> _Written request_
Copy the data from the line with "Would you kindly put a point on the black backpack" to the line with "point(33, 193)", replacing "black backpack" with "gray duffel bag" and keeping everything else the same.

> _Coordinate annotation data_
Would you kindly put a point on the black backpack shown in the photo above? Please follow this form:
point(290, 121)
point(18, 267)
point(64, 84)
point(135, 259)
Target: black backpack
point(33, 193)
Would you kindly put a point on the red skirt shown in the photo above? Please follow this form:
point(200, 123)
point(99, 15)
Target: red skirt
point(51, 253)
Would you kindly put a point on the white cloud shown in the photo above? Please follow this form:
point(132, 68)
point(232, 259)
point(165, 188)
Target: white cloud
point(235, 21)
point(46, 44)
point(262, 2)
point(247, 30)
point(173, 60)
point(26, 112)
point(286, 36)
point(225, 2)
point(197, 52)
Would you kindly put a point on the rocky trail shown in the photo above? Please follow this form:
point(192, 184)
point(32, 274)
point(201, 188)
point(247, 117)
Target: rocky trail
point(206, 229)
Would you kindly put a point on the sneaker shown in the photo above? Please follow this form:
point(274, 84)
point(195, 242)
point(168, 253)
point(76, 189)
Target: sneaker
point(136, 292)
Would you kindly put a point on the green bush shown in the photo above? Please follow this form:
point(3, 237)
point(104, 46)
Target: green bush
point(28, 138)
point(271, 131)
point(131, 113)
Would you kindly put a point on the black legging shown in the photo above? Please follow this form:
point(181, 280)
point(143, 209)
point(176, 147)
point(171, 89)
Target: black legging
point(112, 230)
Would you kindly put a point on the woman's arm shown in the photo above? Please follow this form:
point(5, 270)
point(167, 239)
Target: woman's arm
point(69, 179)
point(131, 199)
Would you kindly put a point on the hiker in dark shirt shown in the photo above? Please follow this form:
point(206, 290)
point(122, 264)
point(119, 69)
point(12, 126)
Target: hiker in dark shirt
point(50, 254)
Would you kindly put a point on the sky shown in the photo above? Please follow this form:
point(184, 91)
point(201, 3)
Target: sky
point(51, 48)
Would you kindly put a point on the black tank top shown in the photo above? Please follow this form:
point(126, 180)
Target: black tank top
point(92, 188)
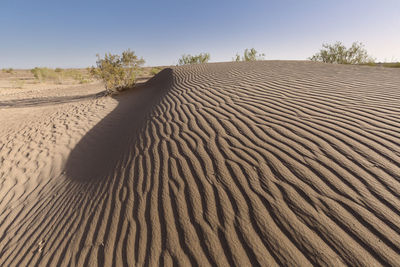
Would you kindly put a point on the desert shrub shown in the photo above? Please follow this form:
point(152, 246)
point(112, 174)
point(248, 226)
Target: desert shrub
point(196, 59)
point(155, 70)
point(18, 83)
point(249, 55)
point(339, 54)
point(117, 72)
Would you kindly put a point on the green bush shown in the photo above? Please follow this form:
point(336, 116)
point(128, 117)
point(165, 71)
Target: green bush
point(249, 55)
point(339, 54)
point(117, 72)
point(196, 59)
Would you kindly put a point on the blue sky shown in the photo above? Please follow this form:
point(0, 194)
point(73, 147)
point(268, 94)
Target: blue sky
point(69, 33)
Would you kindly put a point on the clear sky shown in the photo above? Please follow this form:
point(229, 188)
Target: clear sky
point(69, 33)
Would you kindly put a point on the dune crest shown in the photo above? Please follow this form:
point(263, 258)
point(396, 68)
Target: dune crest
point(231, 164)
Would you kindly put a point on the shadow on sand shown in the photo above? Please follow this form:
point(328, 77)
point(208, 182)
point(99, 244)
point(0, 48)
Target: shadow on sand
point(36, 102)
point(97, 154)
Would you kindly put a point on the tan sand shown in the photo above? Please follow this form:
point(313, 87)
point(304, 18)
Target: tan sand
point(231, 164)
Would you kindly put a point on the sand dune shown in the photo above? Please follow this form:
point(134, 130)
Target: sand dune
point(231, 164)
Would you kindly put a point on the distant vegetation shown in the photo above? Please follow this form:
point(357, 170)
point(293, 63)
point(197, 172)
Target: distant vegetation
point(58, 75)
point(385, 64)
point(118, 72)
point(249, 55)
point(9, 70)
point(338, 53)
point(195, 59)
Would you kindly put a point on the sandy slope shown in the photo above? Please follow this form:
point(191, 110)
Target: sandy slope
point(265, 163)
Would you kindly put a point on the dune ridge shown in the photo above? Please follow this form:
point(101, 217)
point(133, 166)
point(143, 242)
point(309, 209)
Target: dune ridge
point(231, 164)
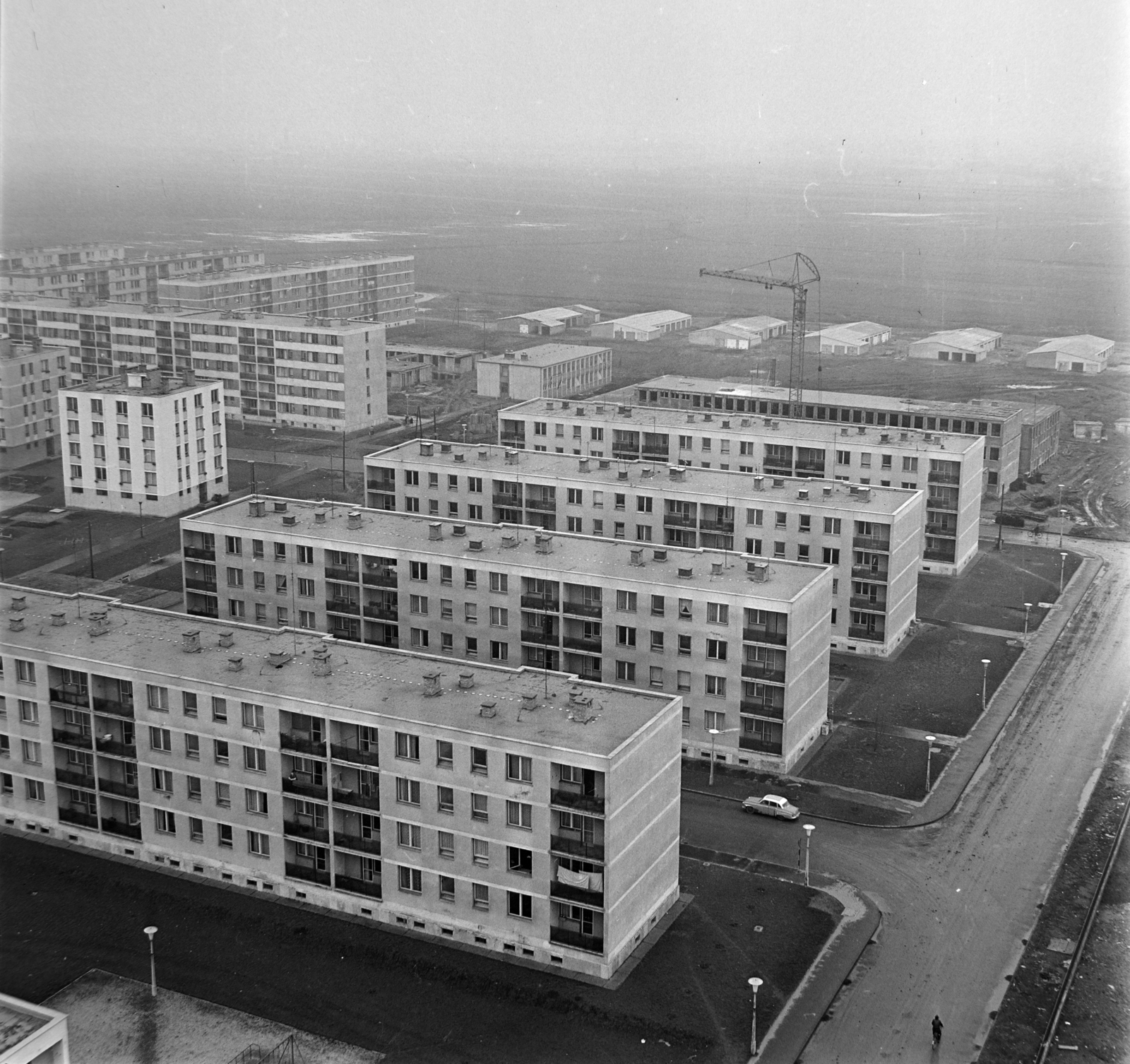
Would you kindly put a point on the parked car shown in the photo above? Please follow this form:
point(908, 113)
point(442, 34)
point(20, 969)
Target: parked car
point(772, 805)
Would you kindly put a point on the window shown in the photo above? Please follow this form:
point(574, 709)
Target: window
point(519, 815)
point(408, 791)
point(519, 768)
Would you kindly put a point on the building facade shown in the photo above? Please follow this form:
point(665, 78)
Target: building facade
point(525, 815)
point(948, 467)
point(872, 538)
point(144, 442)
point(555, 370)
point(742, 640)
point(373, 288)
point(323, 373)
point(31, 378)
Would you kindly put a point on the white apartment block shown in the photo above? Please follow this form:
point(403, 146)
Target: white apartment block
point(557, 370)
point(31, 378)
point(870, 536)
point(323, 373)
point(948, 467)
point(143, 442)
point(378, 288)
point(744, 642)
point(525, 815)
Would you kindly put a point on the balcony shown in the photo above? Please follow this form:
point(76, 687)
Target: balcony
==
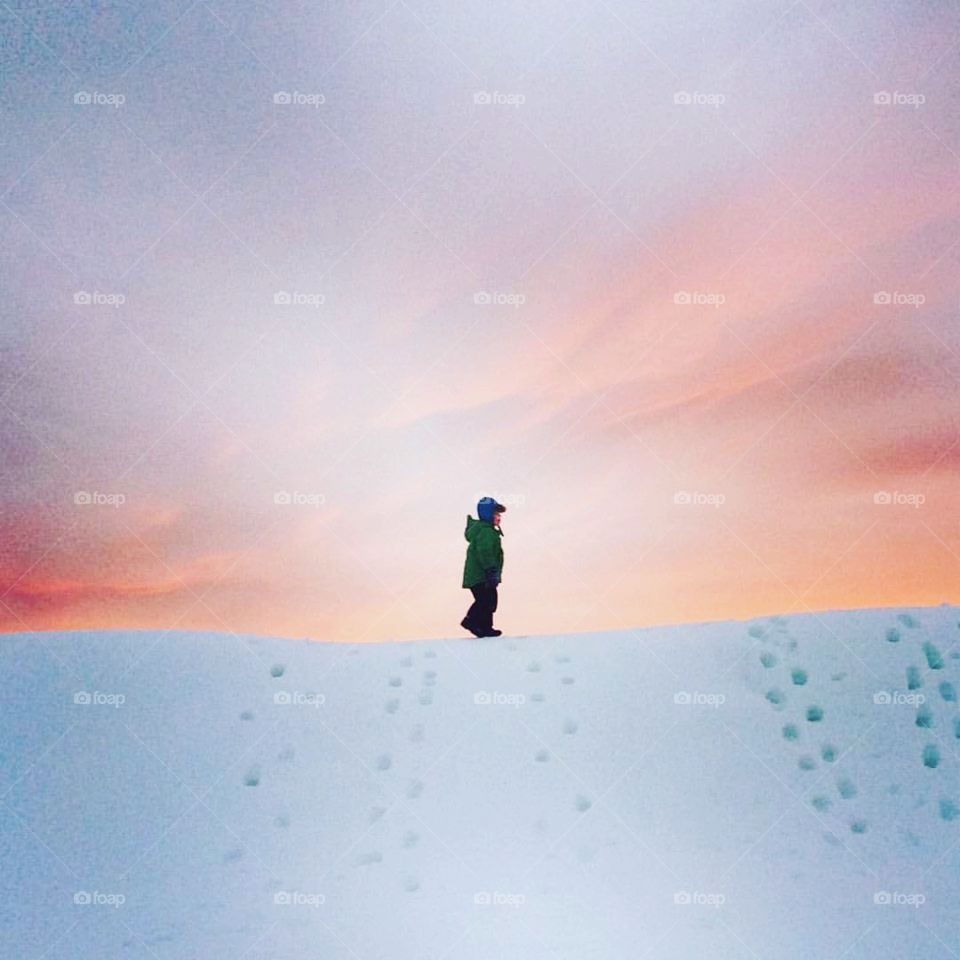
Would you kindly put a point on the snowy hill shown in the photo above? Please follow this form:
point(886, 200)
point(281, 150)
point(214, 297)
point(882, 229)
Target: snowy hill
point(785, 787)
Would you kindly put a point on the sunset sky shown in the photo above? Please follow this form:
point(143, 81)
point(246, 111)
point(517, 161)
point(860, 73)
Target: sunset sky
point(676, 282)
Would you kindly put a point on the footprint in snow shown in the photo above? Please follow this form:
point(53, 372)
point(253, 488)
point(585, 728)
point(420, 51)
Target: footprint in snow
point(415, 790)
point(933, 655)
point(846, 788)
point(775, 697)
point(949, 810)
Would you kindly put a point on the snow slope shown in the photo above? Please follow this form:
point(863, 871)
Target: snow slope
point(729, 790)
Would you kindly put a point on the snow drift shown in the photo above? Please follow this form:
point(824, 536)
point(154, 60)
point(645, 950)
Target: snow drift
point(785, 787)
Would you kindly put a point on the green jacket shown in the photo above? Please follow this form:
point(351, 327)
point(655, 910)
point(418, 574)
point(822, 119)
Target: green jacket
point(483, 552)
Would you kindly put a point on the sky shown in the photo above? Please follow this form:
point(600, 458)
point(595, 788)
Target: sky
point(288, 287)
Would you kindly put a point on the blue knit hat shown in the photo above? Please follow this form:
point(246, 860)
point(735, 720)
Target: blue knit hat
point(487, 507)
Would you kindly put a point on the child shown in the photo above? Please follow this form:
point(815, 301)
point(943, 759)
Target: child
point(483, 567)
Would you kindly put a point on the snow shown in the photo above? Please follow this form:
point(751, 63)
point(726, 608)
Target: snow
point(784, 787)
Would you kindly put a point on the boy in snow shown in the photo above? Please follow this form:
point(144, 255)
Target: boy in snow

> _Completed task_
Would you kindly put a point on the gray duffel bag shown in the photo above? Please follow this form:
point(290, 121)
point(18, 267)
point(64, 84)
point(135, 259)
Target: gray duffel bag
point(33, 193)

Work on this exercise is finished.